*DIRECTION*: Please copy out the listing below word for word, starting at its first line and ending at the line that contains "[[[11,103],[11,95],[9,92],[0,94],[0,114],[7,112],[7,108]]]", including that line.
───── RECORDS SUPPLIED
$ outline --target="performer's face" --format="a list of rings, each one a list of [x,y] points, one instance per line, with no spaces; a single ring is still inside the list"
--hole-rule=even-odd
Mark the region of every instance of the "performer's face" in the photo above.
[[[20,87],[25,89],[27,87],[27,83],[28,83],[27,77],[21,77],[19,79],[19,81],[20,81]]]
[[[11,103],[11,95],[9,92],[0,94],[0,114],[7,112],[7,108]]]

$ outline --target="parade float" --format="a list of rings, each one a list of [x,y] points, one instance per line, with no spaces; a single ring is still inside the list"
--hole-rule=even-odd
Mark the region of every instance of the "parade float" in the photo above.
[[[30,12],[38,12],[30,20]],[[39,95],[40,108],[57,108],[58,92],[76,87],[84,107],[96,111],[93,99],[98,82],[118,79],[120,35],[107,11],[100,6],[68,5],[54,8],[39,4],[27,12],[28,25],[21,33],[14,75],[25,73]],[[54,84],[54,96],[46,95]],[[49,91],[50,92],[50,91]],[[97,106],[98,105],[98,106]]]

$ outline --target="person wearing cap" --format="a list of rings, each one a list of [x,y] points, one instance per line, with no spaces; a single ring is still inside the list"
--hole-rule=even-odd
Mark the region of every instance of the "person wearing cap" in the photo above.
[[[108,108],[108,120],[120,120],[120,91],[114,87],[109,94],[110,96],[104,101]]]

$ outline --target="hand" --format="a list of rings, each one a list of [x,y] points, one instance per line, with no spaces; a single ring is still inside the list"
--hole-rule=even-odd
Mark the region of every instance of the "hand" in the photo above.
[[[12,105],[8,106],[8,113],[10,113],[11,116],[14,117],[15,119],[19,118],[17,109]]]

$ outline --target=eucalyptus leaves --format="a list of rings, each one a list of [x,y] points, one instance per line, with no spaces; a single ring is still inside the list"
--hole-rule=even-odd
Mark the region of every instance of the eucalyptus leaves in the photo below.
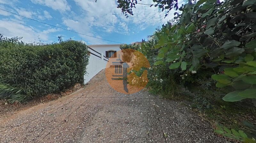
[[[158,50],[154,65],[184,74],[206,69],[216,87],[233,91],[224,100],[256,98],[256,1],[201,0],[180,10],[177,24],[163,25],[153,45],[142,46]]]

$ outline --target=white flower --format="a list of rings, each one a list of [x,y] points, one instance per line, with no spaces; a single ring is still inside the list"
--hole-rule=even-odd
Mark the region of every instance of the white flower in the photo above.
[[[192,72],[191,72],[192,74],[195,74],[196,73],[196,71],[195,70],[192,70]]]

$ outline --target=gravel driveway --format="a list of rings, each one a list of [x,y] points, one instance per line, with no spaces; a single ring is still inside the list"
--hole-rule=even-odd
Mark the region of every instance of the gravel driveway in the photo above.
[[[224,143],[181,103],[118,93],[104,70],[71,95],[0,121],[1,143]]]

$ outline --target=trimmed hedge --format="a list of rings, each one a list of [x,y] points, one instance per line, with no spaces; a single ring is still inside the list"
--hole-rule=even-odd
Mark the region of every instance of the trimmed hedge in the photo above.
[[[6,39],[0,39],[0,99],[23,102],[83,83],[85,44],[69,40],[34,46]]]

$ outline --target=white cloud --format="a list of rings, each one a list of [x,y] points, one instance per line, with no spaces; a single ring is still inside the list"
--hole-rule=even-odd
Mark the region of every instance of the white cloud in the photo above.
[[[27,11],[23,8],[16,8],[15,9],[19,14],[28,18],[32,18],[32,16],[36,14],[35,12]]]
[[[40,14],[40,13],[38,14],[37,18],[39,19],[44,20],[45,19],[50,19],[52,18],[52,17],[50,15],[50,14],[48,11],[44,11],[43,13],[44,14]]]
[[[70,6],[66,0],[31,0],[32,2],[45,5],[55,10],[70,11]]]
[[[46,11],[44,11],[44,17],[46,19],[52,19],[52,17],[50,15],[50,14]]]
[[[99,38],[101,38],[100,36],[96,35],[92,32],[92,31],[91,30],[90,26],[88,25],[88,24],[84,22],[81,22],[70,19],[66,19],[63,20],[63,23],[68,27],[68,30],[74,30],[80,33],[91,36]],[[104,42],[100,39],[81,34],[79,34],[79,35],[81,37],[87,39],[90,44],[100,44],[106,43],[106,42]]]
[[[22,40],[25,42],[38,41],[38,38],[43,41],[48,41],[49,33],[58,31],[50,28],[41,31],[32,26],[24,25],[22,23],[11,20],[0,20],[1,33],[8,37],[22,37]]]
[[[1,3],[1,0],[0,0],[0,4]],[[4,10],[6,9],[6,8],[3,5],[0,5],[0,8],[3,9]],[[0,10],[0,15],[2,15],[4,16],[9,16],[11,15],[11,14],[9,12],[7,12],[6,11],[3,11],[2,10]]]
[[[108,32],[127,34],[130,32],[138,32],[149,26],[161,25],[174,17],[174,10],[164,18],[165,12],[162,12],[158,7],[137,4],[136,8],[132,9],[134,15],[127,18],[121,9],[116,8],[117,4],[115,1],[98,1],[95,3],[93,0],[74,0],[82,8],[84,14],[72,19],[86,23],[91,26],[101,28]],[[144,4],[153,3],[152,0],[143,0],[143,2]],[[86,20],[81,20],[84,19]]]

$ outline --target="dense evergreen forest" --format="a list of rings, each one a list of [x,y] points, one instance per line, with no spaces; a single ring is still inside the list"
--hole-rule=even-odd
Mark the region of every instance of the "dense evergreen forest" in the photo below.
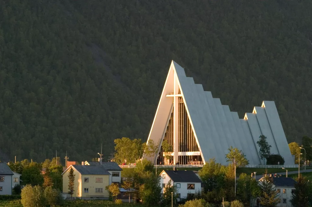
──────────
*THE ANSWER*:
$ outline --target="performer's face" --format="a list of rings, each one a list of [x,y] points, one instance per line, with no spaces; a single ring is still inside the list"
--hole-rule=even-odd
Mark the region of every instance of the "performer's face" in the photo above.
[[[20,87],[25,89],[27,87],[27,83],[28,83],[27,77],[21,77],[19,79],[19,81],[20,81]]]
[[[11,103],[11,95],[9,92],[0,94],[0,114],[7,112],[7,108]]]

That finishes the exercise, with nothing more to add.